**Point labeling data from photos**
====================

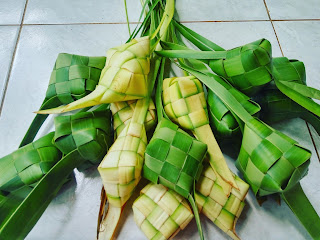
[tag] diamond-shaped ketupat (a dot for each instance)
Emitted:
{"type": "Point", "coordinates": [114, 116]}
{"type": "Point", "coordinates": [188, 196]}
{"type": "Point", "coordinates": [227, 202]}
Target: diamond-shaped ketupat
{"type": "Point", "coordinates": [270, 161]}
{"type": "Point", "coordinates": [87, 132]}
{"type": "Point", "coordinates": [160, 212]}
{"type": "Point", "coordinates": [27, 165]}
{"type": "Point", "coordinates": [173, 158]}
{"type": "Point", "coordinates": [221, 209]}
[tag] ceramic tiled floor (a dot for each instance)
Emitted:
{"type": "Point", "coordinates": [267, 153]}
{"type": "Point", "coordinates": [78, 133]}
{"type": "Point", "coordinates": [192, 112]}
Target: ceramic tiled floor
{"type": "Point", "coordinates": [33, 32]}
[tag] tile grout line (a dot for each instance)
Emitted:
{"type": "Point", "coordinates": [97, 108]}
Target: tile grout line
{"type": "Point", "coordinates": [312, 140]}
{"type": "Point", "coordinates": [4, 91]}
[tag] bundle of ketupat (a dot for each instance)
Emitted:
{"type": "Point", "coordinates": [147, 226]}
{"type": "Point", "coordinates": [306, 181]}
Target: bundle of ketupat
{"type": "Point", "coordinates": [122, 113]}
{"type": "Point", "coordinates": [161, 212]}
{"type": "Point", "coordinates": [123, 78]}
{"type": "Point", "coordinates": [72, 78]}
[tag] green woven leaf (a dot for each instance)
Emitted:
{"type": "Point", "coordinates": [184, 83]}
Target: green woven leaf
{"type": "Point", "coordinates": [173, 158]}
{"type": "Point", "coordinates": [123, 78]}
{"type": "Point", "coordinates": [221, 208]}
{"type": "Point", "coordinates": [270, 161]}
{"type": "Point", "coordinates": [123, 111]}
{"type": "Point", "coordinates": [27, 165]}
{"type": "Point", "coordinates": [160, 212]}
{"type": "Point", "coordinates": [87, 132]}
{"type": "Point", "coordinates": [72, 78]}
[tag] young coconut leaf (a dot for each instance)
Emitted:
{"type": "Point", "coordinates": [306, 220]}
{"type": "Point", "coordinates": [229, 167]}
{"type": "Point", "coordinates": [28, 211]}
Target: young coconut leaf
{"type": "Point", "coordinates": [174, 159]}
{"type": "Point", "coordinates": [88, 132]}
{"type": "Point", "coordinates": [90, 138]}
{"type": "Point", "coordinates": [27, 165]}
{"type": "Point", "coordinates": [122, 113]}
{"type": "Point", "coordinates": [123, 78]}
{"type": "Point", "coordinates": [72, 78]}
{"type": "Point", "coordinates": [289, 78]}
{"type": "Point", "coordinates": [271, 162]}
{"type": "Point", "coordinates": [184, 103]}
{"type": "Point", "coordinates": [160, 212]}
{"type": "Point", "coordinates": [247, 68]}
{"type": "Point", "coordinates": [222, 210]}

====================

Arrange all of the records above as a two-column CSV headed "request" and "answer," with one row per request that holds its text and its answer, each in a single quoted field with line breaks replaced by spaces. Omit the pictures.

**REPLY TO THE TASK**
request,answer
"[tag] diamond-shaped ketupat (a dot for each instance) Emitted: {""type"": ""Point"", ""coordinates"": [114, 116]} {""type"": ""Point"", ""coordinates"": [188, 196]} {""type"": ""Point"", ""coordinates"": [227, 202]} Target: diamond-shaped ketupat","{""type"": ""Point"", ""coordinates"": [270, 161]} {""type"": ""Point"", ""coordinates"": [87, 132]} {""type"": ""Point"", ""coordinates"": [160, 212]} {""type"": ""Point"", ""coordinates"": [27, 165]} {""type"": ""Point"", ""coordinates"": [173, 158]} {""type"": ""Point"", ""coordinates"": [221, 209]}"
"[tag] ceramic tiled floor (a dot for each instance) Emitted: {""type"": ""Point"", ""coordinates"": [267, 153]} {""type"": ""Point"", ""coordinates"": [78, 133]} {""type"": ""Point"", ""coordinates"": [192, 112]} Target: ceramic tiled floor","{""type"": ""Point"", ""coordinates"": [33, 32]}"
"[tag] tile grout line (a dot for each instance) Emitted: {""type"": ""Point"", ""coordinates"": [97, 108]} Target: tile grout line","{""type"": ""Point"", ""coordinates"": [312, 140]} {""type"": ""Point"", ""coordinates"": [4, 91]}"
"[tag] bundle of ketupat (a dot for each instance) Emitted: {""type"": ""Point"", ""coordinates"": [147, 226]} {""type"": ""Point"", ""coordinates"": [306, 181]} Target: bundle of ketupat","{""type"": ""Point"", ""coordinates"": [122, 113]} {""type"": ""Point"", ""coordinates"": [161, 212]} {""type"": ""Point"", ""coordinates"": [123, 78]} {""type"": ""Point"", ""coordinates"": [72, 78]}"
"[tag] green woven leaf (a dot for each instance) Emitted: {""type"": ""Point"", ""coordinates"": [184, 83]} Target: green woven leaf","{""type"": ""Point"", ""coordinates"": [173, 158]} {""type"": ""Point"", ""coordinates"": [123, 78]} {""type"": ""Point"", ""coordinates"": [221, 208]} {""type"": ""Point"", ""coordinates"": [270, 161]} {""type"": ""Point"", ""coordinates"": [123, 111]} {""type"": ""Point"", ""coordinates"": [27, 165]} {""type"": ""Point"", ""coordinates"": [160, 212]} {""type"": ""Point"", ""coordinates"": [87, 132]} {""type"": ""Point"", ""coordinates"": [72, 78]}"
"[tag] young coconut leaf (a dot for each instance) Emitted: {""type"": ""Point"", ""coordinates"": [306, 220]} {""type"": ""Point"", ""coordinates"": [229, 167]} {""type"": ""Point"", ""coordinates"": [28, 211]} Target: young coconut leaf","{""type"": ""Point"", ""coordinates"": [174, 159]} {""type"": ""Point"", ""coordinates"": [88, 132]} {""type"": ""Point"", ""coordinates"": [90, 138]} {""type"": ""Point"", ""coordinates"": [27, 165]} {""type"": ""Point"", ""coordinates"": [122, 113]} {""type"": ""Point"", ""coordinates"": [123, 78]} {""type"": ""Point"", ""coordinates"": [72, 78]} {""type"": ""Point"", ""coordinates"": [289, 78]} {""type"": ""Point"", ""coordinates"": [271, 162]} {""type"": ""Point"", ""coordinates"": [184, 103]} {""type"": ""Point"", ""coordinates"": [160, 212]} {""type"": ""Point"", ""coordinates"": [247, 68]} {""type"": ""Point"", ""coordinates"": [222, 210]}"